▸ **Do this**
Copy the entries word for word, starting at the line that contains "the marble countertop." and ending at the final line of the entries.

##########

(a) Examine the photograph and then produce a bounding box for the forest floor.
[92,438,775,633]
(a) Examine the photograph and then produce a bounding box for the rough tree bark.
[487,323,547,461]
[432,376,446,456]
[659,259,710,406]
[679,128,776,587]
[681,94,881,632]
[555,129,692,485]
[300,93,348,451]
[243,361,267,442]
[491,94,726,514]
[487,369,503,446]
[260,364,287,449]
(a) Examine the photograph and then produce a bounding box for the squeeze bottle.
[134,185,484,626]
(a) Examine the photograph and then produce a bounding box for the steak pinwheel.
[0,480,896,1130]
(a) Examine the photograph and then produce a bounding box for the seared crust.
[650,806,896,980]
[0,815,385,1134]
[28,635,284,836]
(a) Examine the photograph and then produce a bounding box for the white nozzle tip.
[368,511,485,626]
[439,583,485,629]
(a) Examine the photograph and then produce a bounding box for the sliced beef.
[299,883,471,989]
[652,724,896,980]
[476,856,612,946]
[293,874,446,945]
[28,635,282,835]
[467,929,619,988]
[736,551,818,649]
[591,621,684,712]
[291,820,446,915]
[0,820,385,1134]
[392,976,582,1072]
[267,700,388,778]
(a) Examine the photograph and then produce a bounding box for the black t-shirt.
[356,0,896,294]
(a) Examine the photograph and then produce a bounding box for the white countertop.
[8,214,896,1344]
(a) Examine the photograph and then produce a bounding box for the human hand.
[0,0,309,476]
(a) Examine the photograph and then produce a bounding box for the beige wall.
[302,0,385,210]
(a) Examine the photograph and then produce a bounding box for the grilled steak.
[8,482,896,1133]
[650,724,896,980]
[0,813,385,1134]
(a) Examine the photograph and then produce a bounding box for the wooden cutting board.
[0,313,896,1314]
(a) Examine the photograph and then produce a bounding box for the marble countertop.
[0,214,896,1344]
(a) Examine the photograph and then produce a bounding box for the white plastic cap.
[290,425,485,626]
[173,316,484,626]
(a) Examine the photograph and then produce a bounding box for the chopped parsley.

##########

▸ **Task output**
(a) Examine the photograph and then produce a bounding box for the marble countertop.
[0,214,896,1344]
(a) Examine the photograph and then produce a bounding box for the white plastic cap.
[290,425,485,626]
[173,316,484,626]
(a) Examine the photograph and then produce a bounding box for the chopped parsley.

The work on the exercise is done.